## What the task requires
Below are the entries; transcribe them exactly and drop every picture.

## Exercise data
★ ★ ★ ★ ★ ★ ★
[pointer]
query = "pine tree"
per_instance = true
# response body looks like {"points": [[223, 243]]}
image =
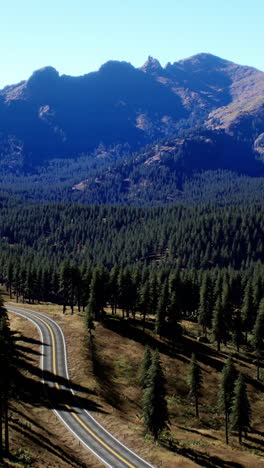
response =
{"points": [[241, 411], [218, 324], [5, 359], [155, 411], [194, 381], [89, 319], [161, 309], [145, 366], [226, 390], [237, 329], [204, 317], [258, 335], [247, 309]]}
★ ★ ★ ★ ★ ★ ★
## Output
[pointer]
query = "pine tree"
per_instance = true
# response body looks like {"points": [[223, 243]]}
image =
response =
{"points": [[241, 411], [218, 324], [5, 359], [155, 411], [194, 381], [89, 319], [161, 309], [145, 366], [226, 390], [237, 329], [204, 317], [258, 335], [247, 309]]}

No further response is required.